-- EXCERPT --
***

September 28, 2006

Relational data warehouse Expansion (or Explosion) Ratios

One of the least understood aspects of data warehouse technology is what may be called the

Expansion Ratio = (Total disk space used, except for mirroring) / (Size of the base database).

This is similar to the explosion ratio discussed in the OLAP Report’s justly famous discussion of database explosion, but I’m going with my own terminology because I don’t want to be tied to their precise terminology, nor to their technical focus. Expansion Ratios are hotly debated, with some figures being:

I don’t have actual figures from Netezza and DATallegro, but I imagine they’d come out lower than 2X, possibly well below.

Expansion Ratios are a huge factor in data warehouse cost. It’s not just the disks and their controllers; it’s also the processing done of those extra indices or aggregates or whatever, and the human cost of administering them. (E.g., Teradata claims that when moving from Oracle to Teradata, there’s commonly a full order-of-magnitude reduction in both index number and aggregate index size; clearly, the DBA cost in such a scenario would be drastically reduced as well.)

***

-- WHAT TO DO --
Please copy the expansion ratio post word for word, between "September 28, 2006" and "possibly well below.", inclusive. The items after this point are separate from the expansion ratio post.

***

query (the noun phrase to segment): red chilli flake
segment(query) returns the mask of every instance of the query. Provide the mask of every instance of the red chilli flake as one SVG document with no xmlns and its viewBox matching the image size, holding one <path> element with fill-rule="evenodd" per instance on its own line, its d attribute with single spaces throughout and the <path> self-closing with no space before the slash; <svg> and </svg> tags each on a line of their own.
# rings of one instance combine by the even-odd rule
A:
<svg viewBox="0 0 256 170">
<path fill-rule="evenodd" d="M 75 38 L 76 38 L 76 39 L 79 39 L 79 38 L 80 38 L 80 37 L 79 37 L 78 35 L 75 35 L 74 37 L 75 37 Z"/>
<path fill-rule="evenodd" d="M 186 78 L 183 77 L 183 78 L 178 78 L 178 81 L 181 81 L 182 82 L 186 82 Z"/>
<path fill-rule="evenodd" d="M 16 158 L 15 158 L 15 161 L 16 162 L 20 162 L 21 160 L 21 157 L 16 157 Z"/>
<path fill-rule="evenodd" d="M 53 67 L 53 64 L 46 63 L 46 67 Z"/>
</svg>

***

-- TASK RESPONSE --
September 28, 2006

Relational data warehouse Expansion (or Explosion) Ratios

One of the least understood aspects of data warehouse technology is what may be called the

Expansion Ratio = (Total disk space used, except for mirroring) / (Size of the base database).

This is similar to the explosion ratio discussed in the OLAP Report’s justly famous discussion of database explosion, but I’m going with my own terminology because I don’t want to be tied to their precise terminology, nor to their technical focus. Expansion Ratios are hotly debated, with some figures being:

I don’t have actual figures from Netezza and DATallegro, but I imagine they’d come out lower than 2X, possibly well below.